▸ WORK ORDER
Reproduce all of the data below without alteration; exclude every picture.

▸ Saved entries
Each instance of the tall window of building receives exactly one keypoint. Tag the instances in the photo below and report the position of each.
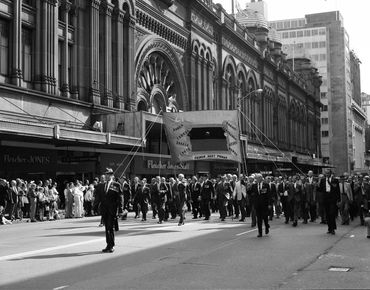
(324, 134)
(60, 59)
(69, 64)
(4, 47)
(27, 54)
(322, 44)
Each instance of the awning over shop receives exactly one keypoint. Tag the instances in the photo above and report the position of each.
(58, 132)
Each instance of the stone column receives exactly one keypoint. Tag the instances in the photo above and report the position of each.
(210, 96)
(131, 69)
(107, 10)
(94, 52)
(200, 85)
(64, 74)
(118, 71)
(193, 81)
(73, 86)
(16, 71)
(205, 83)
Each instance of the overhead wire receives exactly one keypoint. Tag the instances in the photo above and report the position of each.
(133, 156)
(272, 143)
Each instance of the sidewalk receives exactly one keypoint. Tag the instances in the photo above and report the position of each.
(345, 265)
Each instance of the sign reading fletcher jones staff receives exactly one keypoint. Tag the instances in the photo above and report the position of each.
(203, 135)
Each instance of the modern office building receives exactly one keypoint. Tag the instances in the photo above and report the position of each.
(322, 38)
(83, 85)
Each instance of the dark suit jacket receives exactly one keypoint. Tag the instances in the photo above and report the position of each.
(262, 197)
(110, 200)
(334, 195)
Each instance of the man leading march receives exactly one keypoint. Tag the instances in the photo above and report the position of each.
(110, 198)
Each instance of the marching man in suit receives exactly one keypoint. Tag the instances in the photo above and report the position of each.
(331, 197)
(261, 190)
(110, 198)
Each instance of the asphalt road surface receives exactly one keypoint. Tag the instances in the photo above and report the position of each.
(66, 254)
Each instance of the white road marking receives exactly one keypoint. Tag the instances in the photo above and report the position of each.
(61, 287)
(243, 233)
(15, 256)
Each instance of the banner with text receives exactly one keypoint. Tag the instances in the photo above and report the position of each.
(203, 135)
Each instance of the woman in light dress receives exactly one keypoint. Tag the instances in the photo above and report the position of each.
(78, 199)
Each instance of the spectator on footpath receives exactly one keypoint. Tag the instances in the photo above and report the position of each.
(68, 200)
(78, 199)
(32, 197)
(88, 200)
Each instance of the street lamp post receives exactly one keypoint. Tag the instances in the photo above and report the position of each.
(240, 99)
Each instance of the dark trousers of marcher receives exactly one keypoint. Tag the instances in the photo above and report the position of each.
(241, 208)
(195, 207)
(286, 208)
(330, 212)
(305, 211)
(277, 206)
(344, 209)
(222, 204)
(236, 208)
(205, 208)
(262, 217)
(253, 215)
(87, 207)
(109, 222)
(144, 209)
(313, 211)
(154, 208)
(181, 210)
(161, 212)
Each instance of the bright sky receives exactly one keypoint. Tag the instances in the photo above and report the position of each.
(355, 15)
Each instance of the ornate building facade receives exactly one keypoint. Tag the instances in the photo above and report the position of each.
(83, 85)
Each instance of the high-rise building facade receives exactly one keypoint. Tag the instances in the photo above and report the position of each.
(84, 83)
(322, 38)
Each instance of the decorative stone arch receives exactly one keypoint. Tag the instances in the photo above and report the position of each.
(195, 46)
(229, 61)
(124, 4)
(159, 72)
(252, 78)
(209, 56)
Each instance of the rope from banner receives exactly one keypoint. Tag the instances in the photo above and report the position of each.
(136, 145)
(146, 133)
(272, 143)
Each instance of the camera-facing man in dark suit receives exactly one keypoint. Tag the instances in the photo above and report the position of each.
(263, 202)
(110, 199)
(329, 186)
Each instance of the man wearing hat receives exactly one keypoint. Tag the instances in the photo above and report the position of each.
(110, 198)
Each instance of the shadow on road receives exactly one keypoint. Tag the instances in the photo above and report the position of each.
(40, 257)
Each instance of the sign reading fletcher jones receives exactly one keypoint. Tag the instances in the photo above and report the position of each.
(151, 164)
(200, 135)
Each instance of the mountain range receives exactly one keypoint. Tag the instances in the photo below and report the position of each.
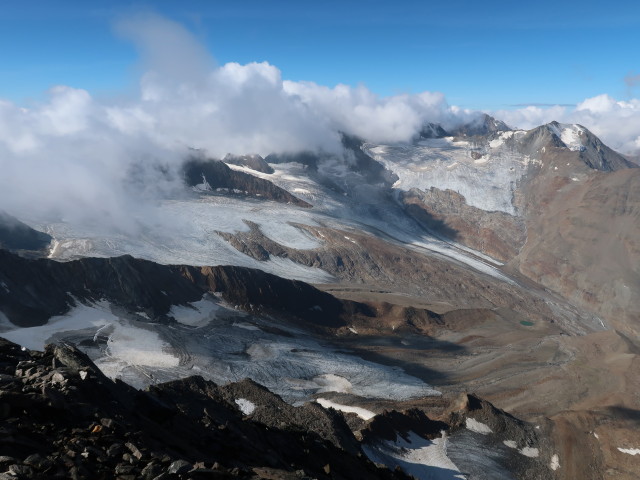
(460, 306)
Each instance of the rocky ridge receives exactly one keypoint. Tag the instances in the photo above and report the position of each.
(62, 418)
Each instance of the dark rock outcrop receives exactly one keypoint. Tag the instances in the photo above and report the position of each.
(254, 162)
(32, 291)
(219, 177)
(447, 213)
(61, 418)
(21, 238)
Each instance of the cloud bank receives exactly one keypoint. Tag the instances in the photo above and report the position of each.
(616, 122)
(85, 159)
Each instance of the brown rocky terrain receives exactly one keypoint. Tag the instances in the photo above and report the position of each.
(446, 213)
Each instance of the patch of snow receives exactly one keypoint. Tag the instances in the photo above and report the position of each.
(569, 134)
(529, 452)
(478, 427)
(78, 318)
(430, 164)
(204, 186)
(195, 314)
(139, 346)
(361, 412)
(330, 382)
(424, 459)
(246, 326)
(630, 451)
(247, 407)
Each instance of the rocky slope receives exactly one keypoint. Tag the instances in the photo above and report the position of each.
(210, 175)
(19, 237)
(62, 418)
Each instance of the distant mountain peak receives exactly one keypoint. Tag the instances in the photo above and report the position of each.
(480, 126)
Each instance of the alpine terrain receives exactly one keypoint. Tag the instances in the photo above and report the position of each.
(462, 306)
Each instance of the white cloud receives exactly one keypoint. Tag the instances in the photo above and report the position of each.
(616, 122)
(75, 156)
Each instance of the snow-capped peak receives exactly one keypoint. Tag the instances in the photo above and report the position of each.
(569, 134)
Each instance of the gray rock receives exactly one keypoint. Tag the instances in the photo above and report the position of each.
(179, 467)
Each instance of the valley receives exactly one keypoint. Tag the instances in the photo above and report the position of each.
(496, 263)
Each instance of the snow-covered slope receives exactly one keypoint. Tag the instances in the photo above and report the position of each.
(486, 174)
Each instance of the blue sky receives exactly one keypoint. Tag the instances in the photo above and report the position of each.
(481, 55)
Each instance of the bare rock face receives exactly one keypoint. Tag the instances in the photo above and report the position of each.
(213, 176)
(446, 213)
(254, 162)
(583, 242)
(20, 238)
(61, 418)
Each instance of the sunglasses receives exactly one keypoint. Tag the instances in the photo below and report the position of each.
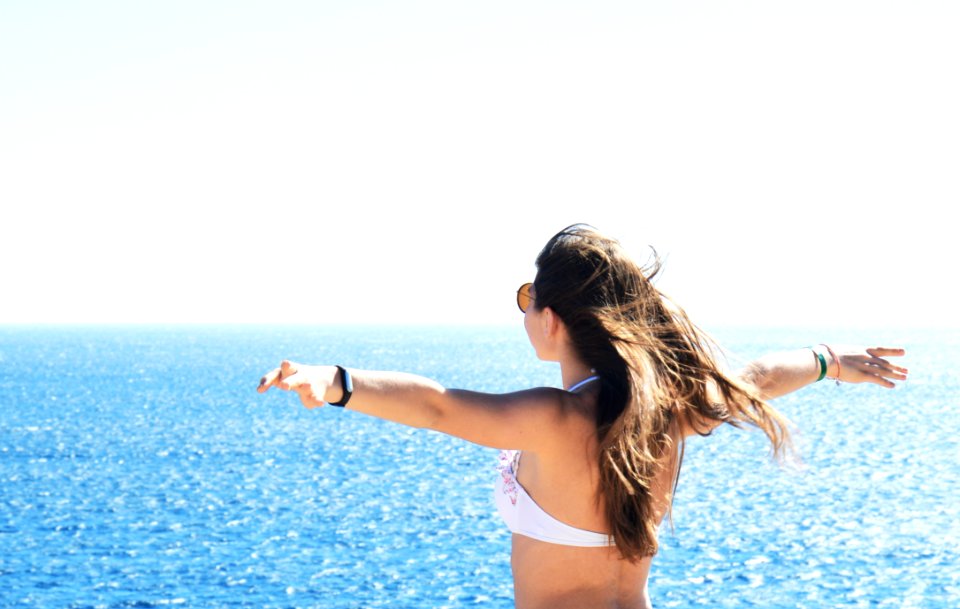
(524, 298)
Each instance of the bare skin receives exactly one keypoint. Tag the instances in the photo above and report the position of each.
(556, 433)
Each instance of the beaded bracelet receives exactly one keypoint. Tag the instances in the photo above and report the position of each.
(836, 359)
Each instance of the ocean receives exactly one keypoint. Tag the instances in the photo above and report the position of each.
(140, 468)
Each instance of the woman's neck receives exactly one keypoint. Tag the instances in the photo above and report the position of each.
(572, 371)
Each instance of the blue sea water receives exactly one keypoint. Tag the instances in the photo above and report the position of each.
(139, 468)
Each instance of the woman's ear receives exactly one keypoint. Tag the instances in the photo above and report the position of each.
(552, 324)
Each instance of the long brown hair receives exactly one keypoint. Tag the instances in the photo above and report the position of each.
(657, 370)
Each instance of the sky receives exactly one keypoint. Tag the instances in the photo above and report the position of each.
(341, 162)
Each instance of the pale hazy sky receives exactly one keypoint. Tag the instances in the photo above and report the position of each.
(351, 161)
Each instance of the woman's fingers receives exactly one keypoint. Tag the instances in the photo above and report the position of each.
(871, 365)
(291, 376)
(268, 380)
(276, 376)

▸ SOLUTION BELOW
Each instance of the tall window of building receives exactly one keypoint. Tag the instances in the photo below and report the position of each.
(324, 134)
(60, 59)
(69, 64)
(4, 47)
(27, 54)
(322, 44)
Each instance of the awning over shop receives exactly one keypoint. Tag the instances in the photo above and report the position of each.
(58, 132)
Each instance of the stone column receives exactly one keypoint. Tag the instances in the photo above and report the position of each.
(210, 96)
(131, 69)
(107, 10)
(94, 52)
(200, 85)
(64, 74)
(118, 71)
(193, 81)
(73, 86)
(16, 71)
(205, 83)
Each instance of the overhead wire receives exactly one keypoint. Tag the instances in the photo above and report the position of each.
(133, 156)
(272, 143)
Each instance of the sidewalk receives exactly one keypoint. Tag the instances in the photo above and report the position of each.
(345, 265)
Each instance of the sign reading fletcher jones staff receives exactly one keypoint. Tag the instances in the photo above and report the position of each.
(203, 135)
Each instance of the modern office building receives exactly one keypoint. Tag the instances in the photo above and report the position of each.
(322, 38)
(83, 85)
Each instance of the dark suit jacket receives exactly one keypoint. Tag the instances in the photo above and report the position of each.
(262, 197)
(110, 200)
(334, 195)
Each instance of the man leading march receives exactly one keypoint. Tag the instances in the photo above and report the position of each.
(110, 198)
Each instance of the marching man in suit receives exactly one keypoint. Tag the instances in the photo above and report the position of each.
(331, 197)
(261, 190)
(110, 198)
Each instance of the asphalt road surface receives exactly one keypoint. Tag the instances in the photo above and report the position of each.
(66, 254)
Each instance of the white road marking receives exactly one keypoint. Tag the instances in the photo above and report the position of each.
(61, 287)
(243, 233)
(15, 256)
Each instance of the banner with text receives exactly one keypoint. Tag the instances in the photo above and report the position of each.
(203, 135)
Each instance of the woman in light dress receives exactly one keypoint. Tag the instances in the photo above and report the position of each.
(78, 199)
Each instance of the spectator on footpath receives exactly one keypoint. Tag the instances in the photo above and report the position of each.
(68, 200)
(78, 199)
(32, 197)
(88, 200)
Each instance of the street lamp post receives exactly one keypoint. Tag the instances in the photo above and report the position of each.
(240, 99)
Each instance of the dark trousers of marcher receives exactly one keypoint. Tag the instances in the photo above and report the position of each.
(241, 208)
(195, 207)
(286, 208)
(330, 212)
(305, 211)
(277, 206)
(344, 209)
(222, 204)
(236, 208)
(205, 208)
(262, 217)
(253, 215)
(87, 207)
(109, 222)
(144, 209)
(313, 211)
(154, 208)
(181, 210)
(161, 212)
Each instance of the bright sky receives exactly one keypoint. Tag the instances in the photo above and report the position of each.
(355, 15)
Each instance of the ornate building facade receives exactly one keypoint. Tag the instances in the photo above and report the position of each.
(83, 85)
Each instance of the high-rise building facade receives exactly one keypoint. Tag the instances in the photo above and report the position of each.
(84, 83)
(322, 38)
Each instance of the decorative stone arch receives exactly one keypoint. Tag the instances in the photo above and report the position of each.
(195, 46)
(229, 61)
(124, 4)
(159, 72)
(252, 78)
(209, 56)
Each instance of the rope from banner receives exactly one keypoint. Tag the instances in the photo above and report the position of each.
(136, 145)
(146, 133)
(272, 143)
Each instance of the camera-facing man in dark suit receives exactly one keypoint. Tag the instances in the photo above and report the position of each.
(263, 202)
(110, 199)
(329, 186)
Each instance of the man wearing hat receives exactly one keypoint. Tag the instances in the photo above and report the position of each.
(110, 198)
Each instance of the shadow on road receives exactly one keypoint. Tag the instances in the photo above and report the position of each.
(40, 257)
Each instance of the sign reading fletcher jones receives exactly one keypoint. Tag the instances in the photo above and report the position of each.
(151, 164)
(200, 135)
Each instance of the mountain range receives exactly one keypoint. Tag the instances in the photo below and report the position of each.
(460, 306)
Each instance of the rocky ridge receives exactly one keypoint. Tag the instances in the photo above and report the position of each.
(62, 418)
Each instance of the dark rock outcrop receives exactly one keypoint. Tag the instances in the photo above and report the position of each.
(254, 162)
(32, 291)
(219, 177)
(447, 213)
(61, 418)
(21, 238)
Each instance of the cloud bank receives exactly one keypoint. Tag the instances in the photo above and report the position of each.
(616, 122)
(85, 159)
Each instance of the brown rocky terrain receives exactly one keypoint. Tag the instances in the photo above and report the position of each.
(446, 213)
Each instance of the patch of snow receives exactly one keypoint. Tag the instances in the photo above and report the position of each.
(569, 134)
(529, 452)
(478, 427)
(78, 318)
(430, 164)
(204, 186)
(195, 314)
(139, 346)
(361, 412)
(330, 382)
(424, 459)
(246, 326)
(630, 451)
(247, 407)
Each instance of the rocky slope receives exactly one keypoint. Tag the instances in the photo above and report the position of each.
(210, 175)
(19, 237)
(62, 418)
Each instance of the distant mountain peak receives exactly one keypoint. Tag the instances in the photo above and report the position of each.
(480, 126)
Each instance of the alpine terrain receives exactly one keypoint. Tag the instances in the photo above and report the position of each.
(462, 306)
Each instance of the white cloud receives exactly one keypoint. Tag the instances in the photo above and report the position of each.
(616, 122)
(75, 156)
Each instance of the snow-capped peak receives exactly one keypoint. Tag the instances in the photo above and report the position of each.
(569, 134)
Each instance of the gray rock receives exactly one keypoint. Tag the instances in the photo above and report the position of each.
(179, 467)
Each instance of the valley receives exactly one keypoint. Tag the instances in the photo above and report the position of each.
(496, 263)
Each instance of the snow-covered slope receives exactly one keypoint. Tag the instances in the photo above and report the position of each.
(486, 174)
Each instance of the blue sky receives exactly one keypoint. Tag the instances in the photo above and report the position of each.
(481, 55)
Each instance of the bare rock face receives exactly one keypoint. Tag the instances in the photo above and report the position of each.
(213, 176)
(446, 213)
(254, 162)
(583, 242)
(20, 238)
(61, 418)
Each instance of the sunglasses receives exactly one keypoint. Tag the instances in the photo below and report the position of each.
(524, 298)
Each instance of the bare skin receives exactly one keypoint. Tag the instances in the photo above and report the position of each.
(556, 433)
Each instance of the beaded bracelet receives exactly one keypoint. Tag the instances in the photo above and report the position of each.
(836, 359)
Each instance of the ocean receives exactly one keypoint. Tag the instances in the photo above and report the position of each.
(140, 468)
Each instance of the woman's neck receives exactly one keypoint. Tag the instances in the photo above and report the position of each.
(572, 371)
Each instance of the blue sea water receives exactly one keypoint. Tag the instances in the photo above and report the position of each.
(139, 468)
Each instance of the woman's ear receives exactly one keypoint. Tag the instances in the photo above and report the position of each.
(552, 324)
Each instance of the long brown hair receives exactly one keypoint. Tag the instances in the photo above and report the position of each.
(657, 370)
Each instance of the sky receives exactly one keypoint. Tag the instances in the photo above and report the position of each.
(341, 162)
Each instance of the pale hazy sky receives exactly one keypoint. Tag the instances in the photo above and report the position of each.
(351, 161)
Each instance of the woman's fingers receives exactly one keypoint. Tag the instances in the photo above and report the position of each.
(871, 365)
(291, 376)
(268, 380)
(276, 376)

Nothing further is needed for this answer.